-- begin --

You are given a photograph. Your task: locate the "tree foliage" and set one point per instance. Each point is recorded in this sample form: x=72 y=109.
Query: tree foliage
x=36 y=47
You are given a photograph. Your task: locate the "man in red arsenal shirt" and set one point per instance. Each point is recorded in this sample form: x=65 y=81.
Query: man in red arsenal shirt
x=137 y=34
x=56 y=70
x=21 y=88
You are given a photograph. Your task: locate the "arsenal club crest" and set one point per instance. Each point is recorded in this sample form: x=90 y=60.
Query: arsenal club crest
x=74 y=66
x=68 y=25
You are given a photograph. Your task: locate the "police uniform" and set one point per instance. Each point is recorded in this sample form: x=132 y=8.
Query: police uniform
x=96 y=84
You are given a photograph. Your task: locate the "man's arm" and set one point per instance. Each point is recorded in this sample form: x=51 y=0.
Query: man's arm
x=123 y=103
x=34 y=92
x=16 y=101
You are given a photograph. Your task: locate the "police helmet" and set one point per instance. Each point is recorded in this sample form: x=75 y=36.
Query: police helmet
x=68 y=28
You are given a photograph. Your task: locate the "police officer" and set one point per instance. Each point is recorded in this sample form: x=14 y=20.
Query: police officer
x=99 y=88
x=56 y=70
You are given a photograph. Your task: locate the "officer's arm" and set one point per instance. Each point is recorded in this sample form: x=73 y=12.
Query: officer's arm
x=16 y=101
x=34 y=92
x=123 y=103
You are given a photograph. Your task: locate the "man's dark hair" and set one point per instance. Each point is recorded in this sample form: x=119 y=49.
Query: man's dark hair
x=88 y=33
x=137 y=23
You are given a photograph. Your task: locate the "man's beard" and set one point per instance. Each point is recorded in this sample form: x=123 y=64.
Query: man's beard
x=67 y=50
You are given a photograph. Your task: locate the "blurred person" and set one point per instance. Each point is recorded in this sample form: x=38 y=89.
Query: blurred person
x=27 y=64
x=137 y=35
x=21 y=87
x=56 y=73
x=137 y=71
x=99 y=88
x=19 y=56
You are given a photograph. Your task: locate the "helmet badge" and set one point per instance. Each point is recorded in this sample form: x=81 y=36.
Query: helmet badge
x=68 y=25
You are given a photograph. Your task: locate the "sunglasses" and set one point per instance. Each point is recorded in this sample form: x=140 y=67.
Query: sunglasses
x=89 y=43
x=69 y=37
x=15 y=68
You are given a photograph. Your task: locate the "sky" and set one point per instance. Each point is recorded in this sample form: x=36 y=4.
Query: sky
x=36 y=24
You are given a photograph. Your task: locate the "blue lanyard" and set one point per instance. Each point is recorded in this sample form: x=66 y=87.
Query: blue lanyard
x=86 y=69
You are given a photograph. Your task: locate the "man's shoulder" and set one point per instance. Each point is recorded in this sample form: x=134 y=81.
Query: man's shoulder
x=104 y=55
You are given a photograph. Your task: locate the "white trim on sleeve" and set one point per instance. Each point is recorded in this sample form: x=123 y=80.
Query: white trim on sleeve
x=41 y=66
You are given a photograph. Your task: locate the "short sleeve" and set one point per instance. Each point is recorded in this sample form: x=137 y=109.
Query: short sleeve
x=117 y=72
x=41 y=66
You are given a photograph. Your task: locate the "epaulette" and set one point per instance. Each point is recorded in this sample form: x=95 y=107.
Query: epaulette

-- end --

__What is required__
Can you copy every line, beginning at the line that has "form: x=123 y=80." and stopping after the last line, multiplying by 1.2 only the x and y coordinates given as answers and rounding each result to a whole number, with halves rounded up? Leave all other numbers, including the sample coordinates in the wording, unchanged.

__Answer to the problem__
You are given a photograph. Your task: locate the "white trim on sleeve" and set one point per instance. Each point is recorded in this sample form: x=123 y=80.
Query: white trim on sleeve
x=49 y=79
You are given a photograph. Your task: locate the "short sleeve" and set one point per instance. Each point is recorded in this sample form: x=137 y=109.
Query: short sleeve
x=140 y=86
x=49 y=79
You are given a photograph. Your task: locate the "epaulette" and set one point per instance. Each point is recorded in this sample form: x=95 y=107.
Query: epaulette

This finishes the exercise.